__EXTRAIT FOURNI__
- - - -
Je ne suis pas votre médecin et je ne sais pas quelle ordonnance vous prescrire par contre je vais vous donner la liste des médicaments que j’ai dans ma pharmacie et je dois vous avouer que j’augmente ma dose chaque année. C’est une des surprises de l’expérience carêmique : on y prend goût et on l’attend même avec impatience d’une année sur l’autre.
Voici mes remèdes : couper la télévision, la radio, ne pas lire de journaux, de revues, de romans, ne pas regarder de films, de spectacles, de documentaires sur quelque media que ce soit, éviter de bavarder plus que nécessaire sur les réseaux sociaux et par messagerie, arrêter de fumer ou tout autre addiction qui nous tient et sur le plan alimentaire éviter la viande, le lait, l’alcool, le café et le thé. Cela vous semble difficile ? Essayez et vous verrez.
Et c’est plus facile et plus efficace la aussi quand on est radical. Quand on est motivé et avec l’aide de Dieu ne peut-on pas faire aussi bien qu’un athée écolo et végétarien. Non ? Lui c’est pour sa santé physique et pour la Terre, nous c’est pour notre santé spirituelle et pour le Ciel avec en ligne de mire la vie éternelle !
- - - -
__DONNÉES À EXAMINER__

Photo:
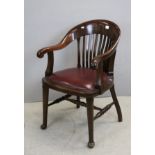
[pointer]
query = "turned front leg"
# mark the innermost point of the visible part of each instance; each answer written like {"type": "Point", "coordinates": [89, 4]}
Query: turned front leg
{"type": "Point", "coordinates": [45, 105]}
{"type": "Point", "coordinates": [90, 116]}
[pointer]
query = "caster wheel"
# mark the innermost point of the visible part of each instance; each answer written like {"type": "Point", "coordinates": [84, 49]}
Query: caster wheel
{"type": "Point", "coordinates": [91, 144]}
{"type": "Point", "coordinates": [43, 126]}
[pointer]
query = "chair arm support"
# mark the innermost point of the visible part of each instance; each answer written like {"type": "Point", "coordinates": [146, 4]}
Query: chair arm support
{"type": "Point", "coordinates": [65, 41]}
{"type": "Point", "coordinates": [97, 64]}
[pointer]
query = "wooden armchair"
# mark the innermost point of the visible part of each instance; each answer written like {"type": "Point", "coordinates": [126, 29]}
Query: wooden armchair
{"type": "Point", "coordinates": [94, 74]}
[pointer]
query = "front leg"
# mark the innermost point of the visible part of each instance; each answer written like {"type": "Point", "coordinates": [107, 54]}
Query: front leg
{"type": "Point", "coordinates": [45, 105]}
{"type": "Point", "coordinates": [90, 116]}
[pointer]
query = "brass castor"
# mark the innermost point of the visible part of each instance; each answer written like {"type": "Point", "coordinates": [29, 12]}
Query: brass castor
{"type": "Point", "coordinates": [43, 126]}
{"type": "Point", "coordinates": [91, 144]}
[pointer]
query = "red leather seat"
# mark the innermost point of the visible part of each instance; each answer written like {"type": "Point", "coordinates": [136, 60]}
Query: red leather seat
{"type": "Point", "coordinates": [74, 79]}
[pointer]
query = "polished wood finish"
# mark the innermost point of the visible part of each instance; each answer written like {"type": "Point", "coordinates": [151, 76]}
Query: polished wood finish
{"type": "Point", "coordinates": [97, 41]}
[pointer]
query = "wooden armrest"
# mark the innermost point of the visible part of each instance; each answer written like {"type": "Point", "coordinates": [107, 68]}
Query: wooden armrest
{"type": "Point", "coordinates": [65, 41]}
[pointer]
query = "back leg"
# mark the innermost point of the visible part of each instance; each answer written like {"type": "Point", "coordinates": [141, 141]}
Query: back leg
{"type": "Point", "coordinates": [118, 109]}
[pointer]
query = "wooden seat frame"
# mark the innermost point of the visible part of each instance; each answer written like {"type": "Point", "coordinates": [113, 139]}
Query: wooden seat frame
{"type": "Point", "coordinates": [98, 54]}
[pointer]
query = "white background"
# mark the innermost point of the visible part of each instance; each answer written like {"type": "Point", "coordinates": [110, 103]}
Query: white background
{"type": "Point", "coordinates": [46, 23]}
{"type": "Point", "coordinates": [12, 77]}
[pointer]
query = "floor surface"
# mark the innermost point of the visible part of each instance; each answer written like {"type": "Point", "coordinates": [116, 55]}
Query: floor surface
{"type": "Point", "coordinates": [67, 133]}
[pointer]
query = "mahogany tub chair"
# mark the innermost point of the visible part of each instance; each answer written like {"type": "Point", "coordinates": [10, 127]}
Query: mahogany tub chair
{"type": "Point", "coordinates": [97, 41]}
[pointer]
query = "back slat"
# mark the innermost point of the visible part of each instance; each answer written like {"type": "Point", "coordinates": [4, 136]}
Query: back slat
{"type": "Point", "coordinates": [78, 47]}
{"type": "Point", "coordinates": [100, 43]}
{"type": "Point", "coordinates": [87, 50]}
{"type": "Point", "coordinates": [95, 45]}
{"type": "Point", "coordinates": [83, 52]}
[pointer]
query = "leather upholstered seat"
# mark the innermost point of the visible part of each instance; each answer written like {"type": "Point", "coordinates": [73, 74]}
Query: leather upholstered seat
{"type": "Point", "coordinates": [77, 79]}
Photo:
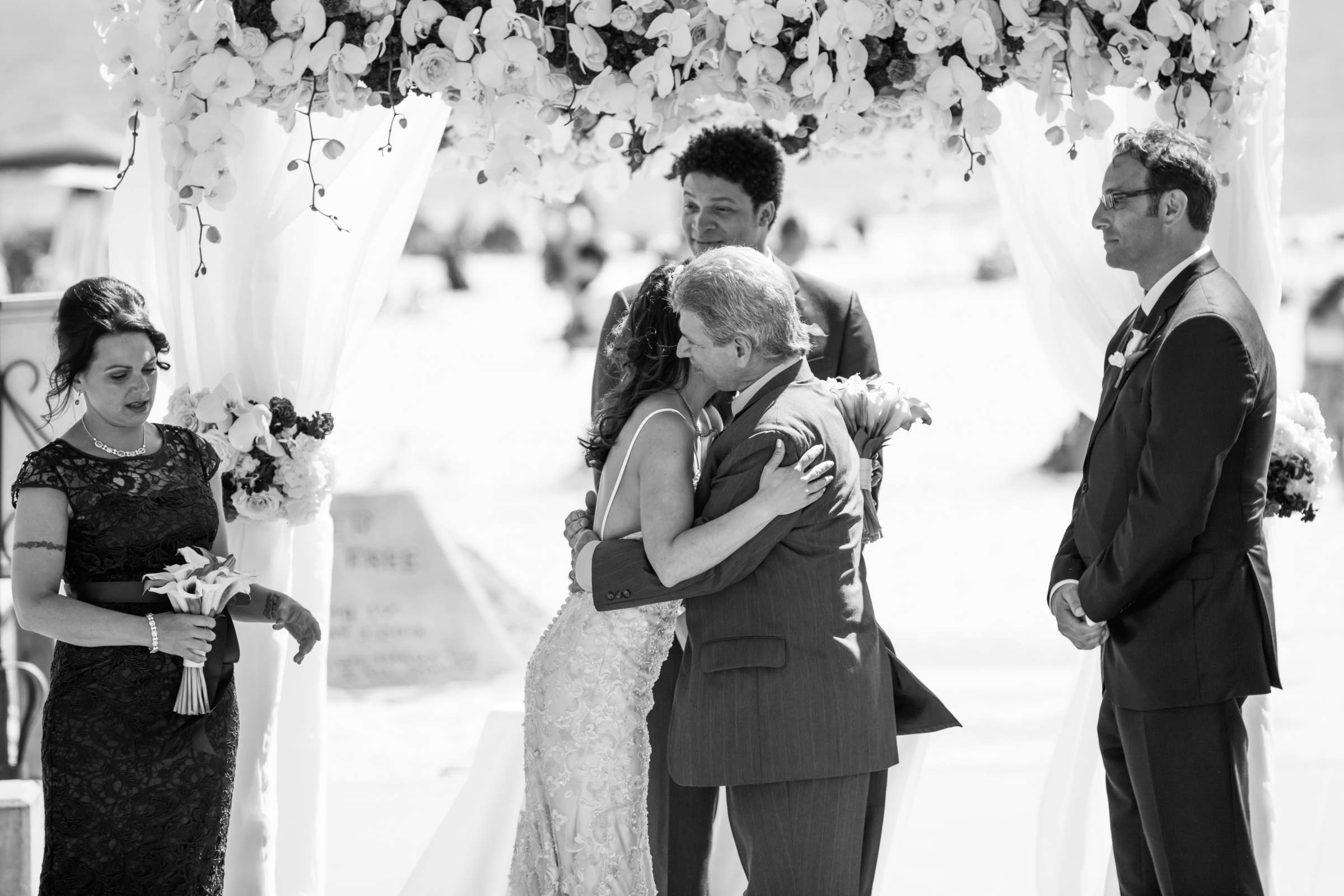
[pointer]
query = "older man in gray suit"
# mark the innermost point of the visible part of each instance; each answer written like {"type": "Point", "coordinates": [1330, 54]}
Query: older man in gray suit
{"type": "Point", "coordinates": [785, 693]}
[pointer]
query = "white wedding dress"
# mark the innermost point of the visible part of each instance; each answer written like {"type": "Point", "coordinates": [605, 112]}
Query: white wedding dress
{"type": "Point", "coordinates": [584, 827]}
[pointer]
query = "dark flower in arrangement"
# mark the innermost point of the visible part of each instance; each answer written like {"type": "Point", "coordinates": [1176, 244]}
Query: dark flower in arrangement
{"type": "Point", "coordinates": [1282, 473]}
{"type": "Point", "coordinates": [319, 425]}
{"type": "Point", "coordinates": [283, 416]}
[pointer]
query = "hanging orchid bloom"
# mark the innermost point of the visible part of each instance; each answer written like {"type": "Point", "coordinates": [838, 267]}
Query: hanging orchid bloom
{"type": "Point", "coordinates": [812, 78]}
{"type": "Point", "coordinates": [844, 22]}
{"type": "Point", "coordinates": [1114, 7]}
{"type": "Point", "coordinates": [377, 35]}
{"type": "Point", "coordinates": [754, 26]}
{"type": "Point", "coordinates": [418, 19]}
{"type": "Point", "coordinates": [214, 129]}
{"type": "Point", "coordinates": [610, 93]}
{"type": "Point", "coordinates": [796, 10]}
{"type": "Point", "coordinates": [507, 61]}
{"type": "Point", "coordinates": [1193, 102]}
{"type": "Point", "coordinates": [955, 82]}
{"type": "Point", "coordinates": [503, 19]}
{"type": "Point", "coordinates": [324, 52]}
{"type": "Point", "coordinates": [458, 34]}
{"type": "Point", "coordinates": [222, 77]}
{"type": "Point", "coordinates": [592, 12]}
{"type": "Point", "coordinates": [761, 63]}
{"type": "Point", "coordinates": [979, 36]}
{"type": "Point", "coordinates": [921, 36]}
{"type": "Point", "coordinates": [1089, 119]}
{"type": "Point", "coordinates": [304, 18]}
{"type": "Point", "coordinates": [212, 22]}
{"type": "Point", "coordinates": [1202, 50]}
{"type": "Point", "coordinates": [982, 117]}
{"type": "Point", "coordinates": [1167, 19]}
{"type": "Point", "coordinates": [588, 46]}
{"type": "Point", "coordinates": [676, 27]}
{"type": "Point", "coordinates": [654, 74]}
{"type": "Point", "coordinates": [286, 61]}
- - - -
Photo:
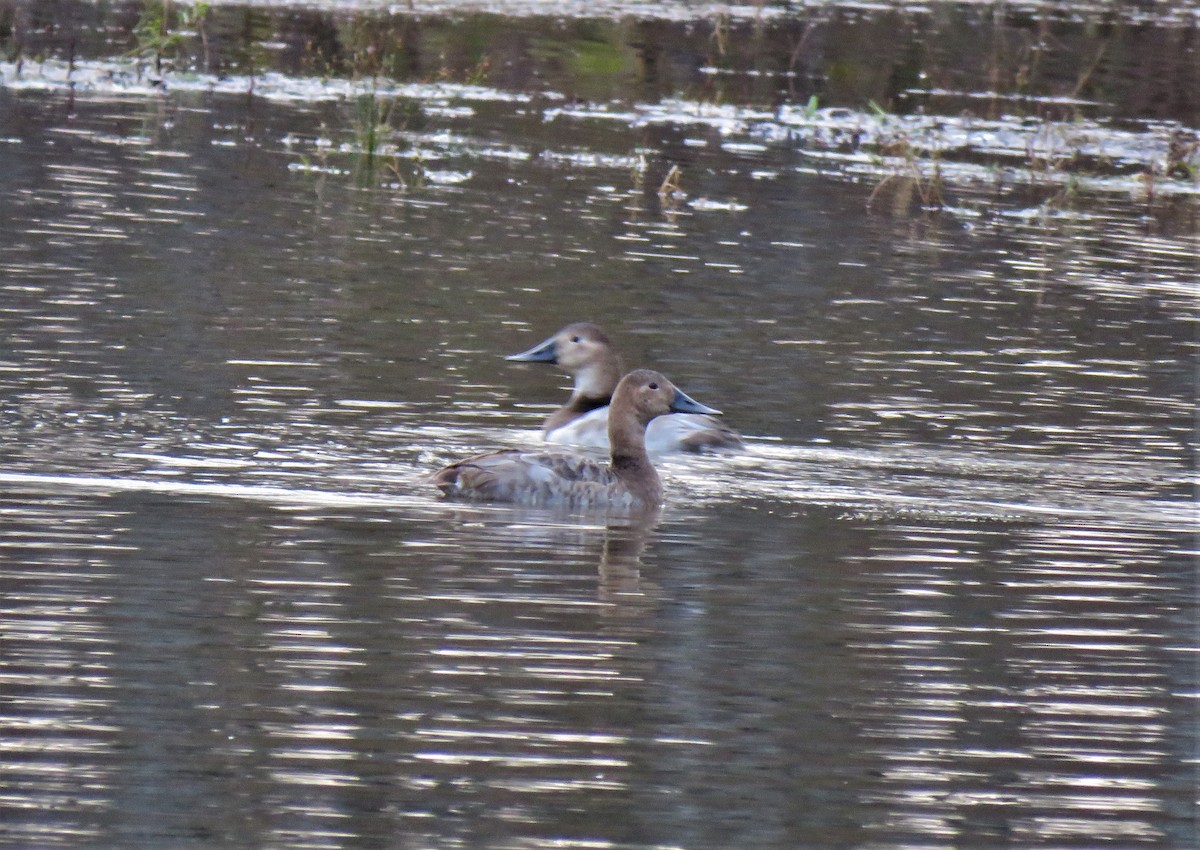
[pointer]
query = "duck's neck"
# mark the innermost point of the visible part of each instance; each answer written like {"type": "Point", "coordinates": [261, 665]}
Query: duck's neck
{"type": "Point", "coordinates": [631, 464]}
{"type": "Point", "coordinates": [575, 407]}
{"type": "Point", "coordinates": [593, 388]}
- - - -
__ÉNONCÉ__
Reportez à l'identique le passage de l'extrait sur le carême qui va de « Et c’est plus » jusqu'à « vie éternelle ! ».

__RÉPONSE__
Et c’est plus facile et plus efficace la aussi quand on est radical. Quand on est motivé et avec l’aide de Dieu ne peut-on pas faire aussi bien qu’un athée écolo et végétarien. Non ? Lui c’est pour sa santé physique et pour la Terre, nous c’est pour notre santé spirituelle et pour le Ciel avec en ligne de mire la vie éternelle !